Extracted text |
++++
What Is Money?
Money is an economic unit that functions as a generally recognized medium of exchange for transactional purposes in an economy. Money provides the service of reducing transaction cost, namely the double coincidence of wants. Money originates in the form of a commodity, having a physical property to be adopted by market participants as a medium of exchange. Money can be: market-determined, officially issued legal tender or fiat moneys, money substitutes and fiduciary media, and electronic cryptocurrencies.
Money is commonly referred to as currency. Economically, each government has its own money system. Cryptocurrencies are also being developed for financing and international exchange across the world.
Money is a liquid asset used in the settlement of transactions. It functions based on the general acceptance of its value within a governmental economy and internationally through foreign exchange. The current value of monetary currency is not necessarily derived from the materials used to produce the note or coin. Instead, value is derived from the willingness to agree to a displayed value and rely on it for use in future transactions. This is money’s primary function: a generally recognized medium of exchange that people and global economies intend to hold as and are willing to accept as payment for current or future transactions.
Economic money systems began to be developed for the function of exchange. The use of money as currency provides a centralized medium for buying and selling in a market. This was first established to replace bartering. Monetary currency helps to provide a system for overcoming the double coincidence of wants. The double coincidence of wants is a ubiquitous problem in a barter economy, where in order to trade, each party must have something that the other party wants. When all parties use and willingly accept an agreed-upon monetary currency, they can avoid this problem.
In order to be most useful as money, a currency should be: 1) fungible, 2) durable, 3) portable, 4) recognizable, and 5) stable. These properties ensure that the benefit of reducing or eliminating the transaction cost of the double coincidence of wants is not outweighed by other types of transaction costs associated with that specific good.
++++
Data segment |
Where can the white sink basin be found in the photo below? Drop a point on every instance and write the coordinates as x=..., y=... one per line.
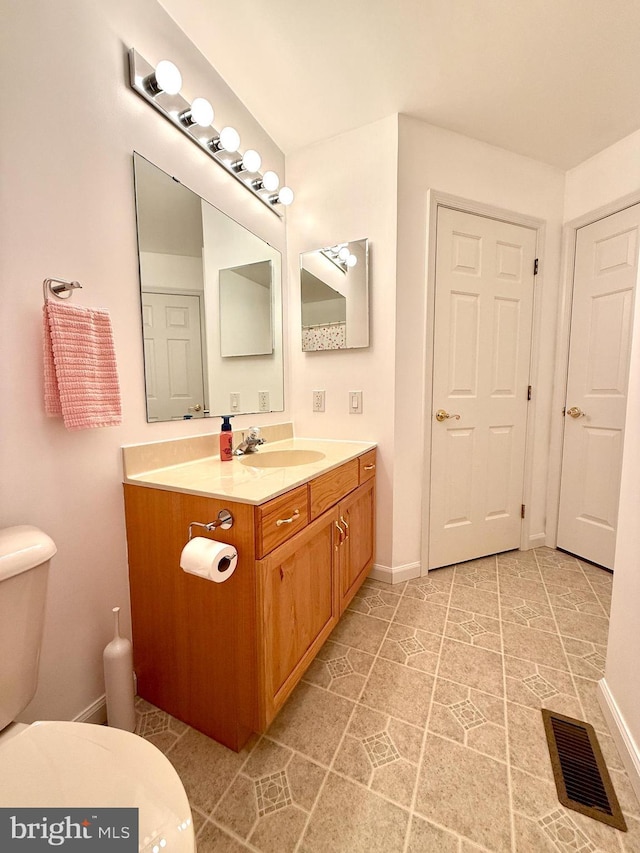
++++
To be done |
(1) According to the passage about money, what was money first established to replace?
(2) Please rewrite the passage about money starting with "Money is an" and going on through "and electronic cryptocurrencies.", changing "commodity" to "tangible good".

Answers given |
(1) Bartering.

(2)
Money is an economic unit that functions as a generally recognized medium of exchange for transactional purposes in an economy. Money provides the service of reducing transaction cost, namely the double coincidence of wants. Money originates in the form of a tangible good, having a physical property to be adopted by market participants as a medium of exchange. Money can be: market-determined, officially issued legal tender or fiat moneys, money substitutes and fiduciary media, and electronic cryptocurrencies.